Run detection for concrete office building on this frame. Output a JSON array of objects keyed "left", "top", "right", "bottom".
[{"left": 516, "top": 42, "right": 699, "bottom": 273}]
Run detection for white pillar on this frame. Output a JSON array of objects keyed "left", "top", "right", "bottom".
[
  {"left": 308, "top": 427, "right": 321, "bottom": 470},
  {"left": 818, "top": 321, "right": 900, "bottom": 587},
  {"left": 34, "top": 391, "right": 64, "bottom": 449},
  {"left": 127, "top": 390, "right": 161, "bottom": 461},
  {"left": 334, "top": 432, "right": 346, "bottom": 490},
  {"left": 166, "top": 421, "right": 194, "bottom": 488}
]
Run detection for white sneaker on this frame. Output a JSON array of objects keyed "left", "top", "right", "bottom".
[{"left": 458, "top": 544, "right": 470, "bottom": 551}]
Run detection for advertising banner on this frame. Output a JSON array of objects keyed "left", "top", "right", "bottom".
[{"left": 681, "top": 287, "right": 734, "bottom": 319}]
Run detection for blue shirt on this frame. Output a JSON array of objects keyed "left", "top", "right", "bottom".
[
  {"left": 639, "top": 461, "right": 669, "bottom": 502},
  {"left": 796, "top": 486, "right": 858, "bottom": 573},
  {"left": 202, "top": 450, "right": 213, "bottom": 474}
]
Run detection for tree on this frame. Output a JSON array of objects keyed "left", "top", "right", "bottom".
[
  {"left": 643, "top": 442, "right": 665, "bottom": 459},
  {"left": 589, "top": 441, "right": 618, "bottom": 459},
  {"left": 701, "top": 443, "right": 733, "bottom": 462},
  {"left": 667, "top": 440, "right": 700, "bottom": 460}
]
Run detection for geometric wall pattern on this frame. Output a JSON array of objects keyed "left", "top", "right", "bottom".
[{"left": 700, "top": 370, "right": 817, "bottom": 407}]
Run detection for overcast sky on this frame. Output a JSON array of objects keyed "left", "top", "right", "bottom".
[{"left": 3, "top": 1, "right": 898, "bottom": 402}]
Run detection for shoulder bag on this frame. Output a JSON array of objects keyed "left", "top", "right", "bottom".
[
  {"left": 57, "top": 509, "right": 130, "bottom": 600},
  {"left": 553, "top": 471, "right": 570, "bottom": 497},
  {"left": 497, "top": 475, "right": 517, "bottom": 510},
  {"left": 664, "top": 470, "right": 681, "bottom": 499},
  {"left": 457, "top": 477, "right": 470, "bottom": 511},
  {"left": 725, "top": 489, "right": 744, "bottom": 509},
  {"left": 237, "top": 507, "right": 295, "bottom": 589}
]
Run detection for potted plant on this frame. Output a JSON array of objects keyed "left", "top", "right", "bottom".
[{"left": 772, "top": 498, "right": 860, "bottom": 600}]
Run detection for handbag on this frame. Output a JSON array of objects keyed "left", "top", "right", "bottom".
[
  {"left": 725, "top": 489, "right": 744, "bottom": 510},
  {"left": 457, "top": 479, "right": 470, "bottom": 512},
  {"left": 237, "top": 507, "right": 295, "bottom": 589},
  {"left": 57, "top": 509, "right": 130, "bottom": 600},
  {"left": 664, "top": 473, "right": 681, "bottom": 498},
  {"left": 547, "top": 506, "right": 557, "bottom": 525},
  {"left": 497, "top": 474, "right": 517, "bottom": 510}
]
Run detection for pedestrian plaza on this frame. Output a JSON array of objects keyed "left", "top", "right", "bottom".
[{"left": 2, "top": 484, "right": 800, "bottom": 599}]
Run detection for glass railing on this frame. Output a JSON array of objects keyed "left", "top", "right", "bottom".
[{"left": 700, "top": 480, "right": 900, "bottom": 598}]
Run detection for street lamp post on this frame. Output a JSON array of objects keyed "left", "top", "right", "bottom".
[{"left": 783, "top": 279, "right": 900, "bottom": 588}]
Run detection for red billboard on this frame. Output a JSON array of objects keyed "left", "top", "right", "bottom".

> Problem requirements: Word for word, set down all of the records above.

> Solved exercise:
Run detection for concrete office building on this frame. Output a JSON array of objects keyed "left", "top", "right", "bottom".
[{"left": 516, "top": 42, "right": 699, "bottom": 273}]
Run detection for white pillar on this frame. Output a JSON array of objects keyed "left", "top", "right", "bottom".
[
  {"left": 308, "top": 427, "right": 321, "bottom": 470},
  {"left": 818, "top": 321, "right": 900, "bottom": 587},
  {"left": 34, "top": 391, "right": 64, "bottom": 449},
  {"left": 127, "top": 390, "right": 161, "bottom": 461},
  {"left": 334, "top": 432, "right": 346, "bottom": 490},
  {"left": 166, "top": 421, "right": 194, "bottom": 488}
]
Run detection for white sneaker on this frame. Output a JSON array of objects keyed "left", "top", "right", "bottom".
[{"left": 458, "top": 544, "right": 470, "bottom": 551}]
Run detection for advertising banner on this frame. Output a JSON array of objects keyed "left", "top", "right", "bottom".
[{"left": 681, "top": 287, "right": 734, "bottom": 319}]
Run detection for blue shirt on this frame. Output a JSON array of objects keyed "left", "top", "right", "bottom".
[
  {"left": 639, "top": 461, "right": 669, "bottom": 502},
  {"left": 796, "top": 486, "right": 858, "bottom": 573},
  {"left": 202, "top": 450, "right": 213, "bottom": 474}
]
Run detection for tree on this frame. Output a JSON array of objects keyed "left", "top", "right", "bottom".
[
  {"left": 643, "top": 442, "right": 665, "bottom": 459},
  {"left": 589, "top": 441, "right": 618, "bottom": 459},
  {"left": 701, "top": 443, "right": 733, "bottom": 462},
  {"left": 667, "top": 440, "right": 700, "bottom": 460}
]
Run detection for geometric wall pattern on this frame. Output a JSON array of objects keyed "left", "top", "right", "bottom".
[{"left": 700, "top": 370, "right": 817, "bottom": 407}]
Run detection for overcast sky on this frame. Output a JSON array of objects keyed "left", "top", "right", "bottom".
[{"left": 3, "top": 1, "right": 898, "bottom": 402}]
Run detection for shoulder bag on this frame. Output a JSON array of objects keyed "left", "top", "right", "bottom".
[
  {"left": 57, "top": 509, "right": 130, "bottom": 600},
  {"left": 553, "top": 471, "right": 570, "bottom": 497},
  {"left": 497, "top": 475, "right": 517, "bottom": 510},
  {"left": 664, "top": 470, "right": 681, "bottom": 499},
  {"left": 457, "top": 477, "right": 470, "bottom": 511},
  {"left": 725, "top": 489, "right": 744, "bottom": 509},
  {"left": 237, "top": 507, "right": 295, "bottom": 589}
]
Run detection for potted plant on this frame. Output a JSON array of objects keyed "left", "top", "right", "bottom".
[{"left": 772, "top": 498, "right": 860, "bottom": 600}]
Run detection for handbag on this frame. Output a JSON array of objects keyed "left", "top", "right", "bottom".
[
  {"left": 725, "top": 489, "right": 744, "bottom": 510},
  {"left": 457, "top": 479, "right": 470, "bottom": 512},
  {"left": 237, "top": 507, "right": 295, "bottom": 589},
  {"left": 57, "top": 509, "right": 130, "bottom": 600},
  {"left": 664, "top": 473, "right": 681, "bottom": 498},
  {"left": 547, "top": 506, "right": 557, "bottom": 525},
  {"left": 497, "top": 474, "right": 517, "bottom": 510}
]
Run detection for pedestrian plaza on this frame. Output a JSON array of objects keyed "left", "top", "right", "bottom".
[{"left": 2, "top": 484, "right": 800, "bottom": 599}]
Run detection for glass railing on this frame. Output a JSON array of objects keyed "left", "top", "right", "bottom".
[{"left": 700, "top": 480, "right": 900, "bottom": 598}]
Run detection for street lamp post on this frame. Output a JSON array of objects keyed "left", "top", "right", "bottom".
[{"left": 783, "top": 279, "right": 900, "bottom": 588}]
Run detection for red billboard on this frame. Output a JSON array of objects keyed "left", "top", "right", "bottom".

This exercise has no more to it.